## PROBLEM DETAILS
In the text below about SVR-ARCHITECTS and Procter & Gamble, extract everything from "Twenty-five years ago, in" down to "ever-changing research objectives.", copying it word for word.

## EXCERPT

== Segment start ==

As researchers in Singapore settle into Procter & Gamble’s brand-new innovation center, SVR-ARCHITECTS celebrate quarter of a century of collaboration with the largest consumer goods company in the world. Time and again P&G have consulted SVR’s expertise: from planning regional headquarters to creating innovative laboratory designs and strategies for the digital workplace.

Twenty-five years ago, in 1989, SVR received their first commission from Procter & Gamble for the Benelux Headquarters & European Technical Center. This office & research campus on the outskirts of Brussels remains one of the major hubs of P&G’s activities in the EMEA region. From the scale of site-wide master planning to detailed remodeling projects, SVR is still active on the campus today designing for ever-changing research objectives.

In 2006 SVR started to expand their work beyond the Brussels campus, with the fit-out of the French Headquarters in Paris. P&G had recently acquired the Gillette and Wella brands and moved to a new building on the banks of the Seine. In total more than 15 000 m² of office space was created with over 800 work stations in only twelve months on site.

== Segment end ==

## RECORDED INFORMATION

== Segment start ==

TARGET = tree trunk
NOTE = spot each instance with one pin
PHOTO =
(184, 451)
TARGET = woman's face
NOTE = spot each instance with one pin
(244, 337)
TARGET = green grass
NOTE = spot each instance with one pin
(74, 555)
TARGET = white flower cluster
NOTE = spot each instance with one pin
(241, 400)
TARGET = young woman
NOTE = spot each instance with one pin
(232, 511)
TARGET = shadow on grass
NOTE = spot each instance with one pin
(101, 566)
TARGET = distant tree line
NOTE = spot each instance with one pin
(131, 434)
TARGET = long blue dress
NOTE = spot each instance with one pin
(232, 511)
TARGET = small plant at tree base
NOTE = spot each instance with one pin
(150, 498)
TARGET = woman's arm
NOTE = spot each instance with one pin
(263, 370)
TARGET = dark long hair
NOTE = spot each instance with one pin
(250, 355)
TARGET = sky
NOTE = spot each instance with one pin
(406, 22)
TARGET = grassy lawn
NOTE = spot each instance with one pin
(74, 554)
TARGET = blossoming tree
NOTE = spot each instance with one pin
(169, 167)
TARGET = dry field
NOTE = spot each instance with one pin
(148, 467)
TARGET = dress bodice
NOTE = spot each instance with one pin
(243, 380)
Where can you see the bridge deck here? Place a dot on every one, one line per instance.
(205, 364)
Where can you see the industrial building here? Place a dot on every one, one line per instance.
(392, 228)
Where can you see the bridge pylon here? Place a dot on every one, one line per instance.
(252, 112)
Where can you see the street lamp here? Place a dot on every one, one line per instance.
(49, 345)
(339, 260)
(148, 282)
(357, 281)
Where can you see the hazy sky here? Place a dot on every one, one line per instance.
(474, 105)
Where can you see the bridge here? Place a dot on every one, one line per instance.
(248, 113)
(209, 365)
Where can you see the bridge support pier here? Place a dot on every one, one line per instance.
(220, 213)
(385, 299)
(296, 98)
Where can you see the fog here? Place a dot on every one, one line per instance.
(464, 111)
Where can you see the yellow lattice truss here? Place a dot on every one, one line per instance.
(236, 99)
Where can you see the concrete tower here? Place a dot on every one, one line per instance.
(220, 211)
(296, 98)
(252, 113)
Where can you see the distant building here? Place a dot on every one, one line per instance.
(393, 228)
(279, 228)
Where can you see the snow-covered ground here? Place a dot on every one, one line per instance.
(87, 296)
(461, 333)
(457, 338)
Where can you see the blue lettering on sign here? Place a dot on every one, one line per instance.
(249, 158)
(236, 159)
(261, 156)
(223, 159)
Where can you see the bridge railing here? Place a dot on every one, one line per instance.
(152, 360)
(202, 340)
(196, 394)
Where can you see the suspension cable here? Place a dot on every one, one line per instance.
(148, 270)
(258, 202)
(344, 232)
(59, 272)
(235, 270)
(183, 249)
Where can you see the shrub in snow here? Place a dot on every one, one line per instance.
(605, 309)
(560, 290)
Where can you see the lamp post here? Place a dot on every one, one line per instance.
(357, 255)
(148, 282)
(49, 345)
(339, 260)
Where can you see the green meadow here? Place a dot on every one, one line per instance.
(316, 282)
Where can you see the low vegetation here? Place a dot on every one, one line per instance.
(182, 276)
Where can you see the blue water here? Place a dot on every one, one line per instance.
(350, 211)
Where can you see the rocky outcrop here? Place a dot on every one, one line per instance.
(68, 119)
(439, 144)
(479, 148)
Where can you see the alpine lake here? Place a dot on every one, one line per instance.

== Segment end ==

## EXERCISE ANSWER
Twenty-five years ago, in 1989, SVR received their first commission from Procter & Gamble for the Benelux Headquarters & European Technical Center. This office & research campus on the outskirts of Brussels remains one of the major hubs of P&G’s activities in the EMEA region. From the scale of site-wide master planning to detailed remodeling projects, SVR is still active on the campus today designing for ever-changing research objectives.